● **WRITTEN INSTRUCTION**: Below are records; transcribe only the line with "For every instance of the tile" and those after it, through the last line, without any change.

(Position identification records)
----

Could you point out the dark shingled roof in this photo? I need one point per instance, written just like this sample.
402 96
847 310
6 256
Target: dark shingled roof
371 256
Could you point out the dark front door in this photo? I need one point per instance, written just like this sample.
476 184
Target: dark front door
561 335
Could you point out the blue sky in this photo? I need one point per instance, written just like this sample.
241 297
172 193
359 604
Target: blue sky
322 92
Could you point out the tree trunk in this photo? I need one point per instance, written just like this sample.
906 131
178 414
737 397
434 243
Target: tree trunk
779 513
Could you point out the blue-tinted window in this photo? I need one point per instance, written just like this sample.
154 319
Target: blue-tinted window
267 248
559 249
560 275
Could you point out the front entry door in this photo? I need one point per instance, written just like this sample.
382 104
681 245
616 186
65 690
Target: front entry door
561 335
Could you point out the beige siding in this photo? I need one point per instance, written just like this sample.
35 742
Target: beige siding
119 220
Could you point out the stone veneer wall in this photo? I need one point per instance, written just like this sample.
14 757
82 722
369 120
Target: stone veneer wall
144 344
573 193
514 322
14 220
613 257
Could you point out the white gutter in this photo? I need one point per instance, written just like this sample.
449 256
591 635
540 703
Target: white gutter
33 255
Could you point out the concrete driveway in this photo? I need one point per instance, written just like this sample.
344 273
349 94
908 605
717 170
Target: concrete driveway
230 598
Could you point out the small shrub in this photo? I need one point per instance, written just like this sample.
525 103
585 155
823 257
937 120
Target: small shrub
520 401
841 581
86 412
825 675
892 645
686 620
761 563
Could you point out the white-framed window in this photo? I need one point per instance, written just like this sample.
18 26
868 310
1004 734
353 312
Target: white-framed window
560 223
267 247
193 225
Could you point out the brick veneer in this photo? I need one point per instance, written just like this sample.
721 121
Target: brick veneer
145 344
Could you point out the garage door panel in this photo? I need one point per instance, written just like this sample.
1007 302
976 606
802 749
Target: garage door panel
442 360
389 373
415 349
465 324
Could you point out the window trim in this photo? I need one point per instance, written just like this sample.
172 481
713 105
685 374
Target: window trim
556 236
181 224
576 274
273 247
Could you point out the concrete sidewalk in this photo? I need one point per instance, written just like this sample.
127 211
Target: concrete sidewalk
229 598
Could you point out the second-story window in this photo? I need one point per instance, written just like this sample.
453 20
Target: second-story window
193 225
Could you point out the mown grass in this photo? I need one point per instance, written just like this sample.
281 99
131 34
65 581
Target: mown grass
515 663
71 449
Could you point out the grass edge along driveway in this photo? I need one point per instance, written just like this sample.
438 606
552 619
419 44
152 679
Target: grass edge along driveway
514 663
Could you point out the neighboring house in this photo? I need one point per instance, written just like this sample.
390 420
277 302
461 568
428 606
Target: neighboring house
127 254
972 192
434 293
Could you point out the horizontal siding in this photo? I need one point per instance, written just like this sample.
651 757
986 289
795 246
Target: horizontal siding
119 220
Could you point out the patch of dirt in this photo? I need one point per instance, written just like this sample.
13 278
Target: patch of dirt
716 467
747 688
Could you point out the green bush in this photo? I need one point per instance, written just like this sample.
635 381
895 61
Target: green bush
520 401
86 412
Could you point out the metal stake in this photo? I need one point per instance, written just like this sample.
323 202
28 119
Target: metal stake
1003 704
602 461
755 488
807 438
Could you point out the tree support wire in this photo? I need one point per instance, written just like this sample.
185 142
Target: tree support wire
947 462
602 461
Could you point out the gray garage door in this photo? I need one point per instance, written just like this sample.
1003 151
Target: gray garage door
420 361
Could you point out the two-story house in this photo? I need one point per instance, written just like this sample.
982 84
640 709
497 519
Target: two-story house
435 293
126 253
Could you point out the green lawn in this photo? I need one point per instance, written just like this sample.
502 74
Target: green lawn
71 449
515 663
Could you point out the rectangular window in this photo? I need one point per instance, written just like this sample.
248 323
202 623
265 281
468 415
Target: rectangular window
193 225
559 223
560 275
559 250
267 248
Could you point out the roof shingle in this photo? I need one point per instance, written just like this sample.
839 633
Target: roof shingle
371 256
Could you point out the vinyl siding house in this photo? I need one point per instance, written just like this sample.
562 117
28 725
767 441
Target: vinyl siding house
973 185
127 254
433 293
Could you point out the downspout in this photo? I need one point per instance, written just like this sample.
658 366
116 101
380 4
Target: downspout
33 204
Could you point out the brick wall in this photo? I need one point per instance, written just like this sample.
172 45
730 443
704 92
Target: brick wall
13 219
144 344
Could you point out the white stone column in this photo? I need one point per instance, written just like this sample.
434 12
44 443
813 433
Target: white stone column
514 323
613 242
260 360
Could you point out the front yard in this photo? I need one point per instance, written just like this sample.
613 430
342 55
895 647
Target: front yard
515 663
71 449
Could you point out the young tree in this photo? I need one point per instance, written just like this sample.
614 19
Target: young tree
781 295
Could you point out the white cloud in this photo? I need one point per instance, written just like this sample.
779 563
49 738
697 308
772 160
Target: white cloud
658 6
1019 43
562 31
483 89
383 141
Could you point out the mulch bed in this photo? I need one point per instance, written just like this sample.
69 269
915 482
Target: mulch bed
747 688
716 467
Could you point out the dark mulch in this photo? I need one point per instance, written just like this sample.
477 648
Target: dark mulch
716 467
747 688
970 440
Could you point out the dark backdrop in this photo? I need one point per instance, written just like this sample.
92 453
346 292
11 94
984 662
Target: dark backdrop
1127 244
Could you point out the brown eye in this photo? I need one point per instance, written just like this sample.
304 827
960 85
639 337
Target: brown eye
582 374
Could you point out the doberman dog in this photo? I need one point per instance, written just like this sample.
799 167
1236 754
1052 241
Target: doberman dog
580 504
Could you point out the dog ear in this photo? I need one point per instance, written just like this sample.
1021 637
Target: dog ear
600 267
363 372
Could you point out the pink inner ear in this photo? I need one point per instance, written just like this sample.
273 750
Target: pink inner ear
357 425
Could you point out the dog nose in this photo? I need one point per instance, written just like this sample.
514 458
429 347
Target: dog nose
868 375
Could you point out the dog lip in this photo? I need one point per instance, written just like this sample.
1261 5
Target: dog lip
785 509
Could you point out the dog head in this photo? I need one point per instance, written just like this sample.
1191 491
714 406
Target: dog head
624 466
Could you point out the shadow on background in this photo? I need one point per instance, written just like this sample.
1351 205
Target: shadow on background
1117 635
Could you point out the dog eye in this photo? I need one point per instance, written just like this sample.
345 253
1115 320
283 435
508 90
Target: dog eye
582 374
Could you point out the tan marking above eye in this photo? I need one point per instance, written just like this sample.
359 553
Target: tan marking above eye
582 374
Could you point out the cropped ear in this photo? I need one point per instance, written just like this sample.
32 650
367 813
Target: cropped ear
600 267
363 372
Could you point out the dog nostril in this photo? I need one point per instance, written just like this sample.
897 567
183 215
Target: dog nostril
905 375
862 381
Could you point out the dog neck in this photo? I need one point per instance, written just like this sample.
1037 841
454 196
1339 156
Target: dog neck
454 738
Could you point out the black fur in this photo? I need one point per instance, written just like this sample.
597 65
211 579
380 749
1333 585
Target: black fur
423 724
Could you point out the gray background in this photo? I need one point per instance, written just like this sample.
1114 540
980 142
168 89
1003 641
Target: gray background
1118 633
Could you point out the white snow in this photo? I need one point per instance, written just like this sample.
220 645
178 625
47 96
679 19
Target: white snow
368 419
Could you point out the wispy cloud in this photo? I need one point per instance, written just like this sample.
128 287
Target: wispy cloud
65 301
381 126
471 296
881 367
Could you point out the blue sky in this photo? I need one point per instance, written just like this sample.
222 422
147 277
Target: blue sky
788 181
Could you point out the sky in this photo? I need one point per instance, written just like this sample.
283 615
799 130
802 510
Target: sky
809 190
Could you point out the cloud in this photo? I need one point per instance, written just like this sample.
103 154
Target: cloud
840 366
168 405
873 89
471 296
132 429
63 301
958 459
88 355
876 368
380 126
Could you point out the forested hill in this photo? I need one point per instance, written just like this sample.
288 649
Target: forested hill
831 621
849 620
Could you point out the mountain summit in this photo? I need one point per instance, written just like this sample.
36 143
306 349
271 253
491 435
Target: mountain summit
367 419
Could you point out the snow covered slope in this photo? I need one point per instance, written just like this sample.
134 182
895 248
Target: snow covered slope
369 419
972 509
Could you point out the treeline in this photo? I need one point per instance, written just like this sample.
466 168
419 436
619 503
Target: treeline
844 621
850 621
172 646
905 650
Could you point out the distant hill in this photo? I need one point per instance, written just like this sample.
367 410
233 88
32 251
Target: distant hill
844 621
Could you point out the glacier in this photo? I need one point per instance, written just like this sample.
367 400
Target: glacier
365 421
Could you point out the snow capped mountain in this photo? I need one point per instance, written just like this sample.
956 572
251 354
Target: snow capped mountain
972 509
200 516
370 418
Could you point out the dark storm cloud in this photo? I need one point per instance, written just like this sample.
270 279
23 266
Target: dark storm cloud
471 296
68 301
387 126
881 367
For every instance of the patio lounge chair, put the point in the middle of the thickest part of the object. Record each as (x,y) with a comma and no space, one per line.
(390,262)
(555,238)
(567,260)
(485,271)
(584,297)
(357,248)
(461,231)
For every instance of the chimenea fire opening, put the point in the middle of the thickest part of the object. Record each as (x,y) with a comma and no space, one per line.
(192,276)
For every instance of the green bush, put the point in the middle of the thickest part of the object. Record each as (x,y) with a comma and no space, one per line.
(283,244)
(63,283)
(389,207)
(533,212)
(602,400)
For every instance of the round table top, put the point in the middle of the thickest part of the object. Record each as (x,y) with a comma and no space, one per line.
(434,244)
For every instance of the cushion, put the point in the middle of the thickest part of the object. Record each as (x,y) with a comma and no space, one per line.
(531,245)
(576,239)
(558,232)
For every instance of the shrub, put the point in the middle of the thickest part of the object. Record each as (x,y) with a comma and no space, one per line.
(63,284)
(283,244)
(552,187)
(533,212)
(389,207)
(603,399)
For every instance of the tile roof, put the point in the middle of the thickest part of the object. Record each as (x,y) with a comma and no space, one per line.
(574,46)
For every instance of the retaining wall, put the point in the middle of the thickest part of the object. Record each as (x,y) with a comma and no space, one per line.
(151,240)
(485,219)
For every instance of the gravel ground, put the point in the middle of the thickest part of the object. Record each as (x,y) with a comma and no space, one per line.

----

● **COMPLETED EXERCISE**:
For every instance of the tile roof, put the point in the middle of the thickest part of the object. Record each as (x,y) with a comma and no space, one per line.
(574,46)
For every instance of the retaining wall, put the point in the middle of the thickest part of the object. Record each as (x,y) with a comma and no space, one per line.
(151,240)
(485,219)
For every instance of the gravel ground, put the point in the middle of the thickest part of the object. Record each as (x,y) with a comma and no space, one per line.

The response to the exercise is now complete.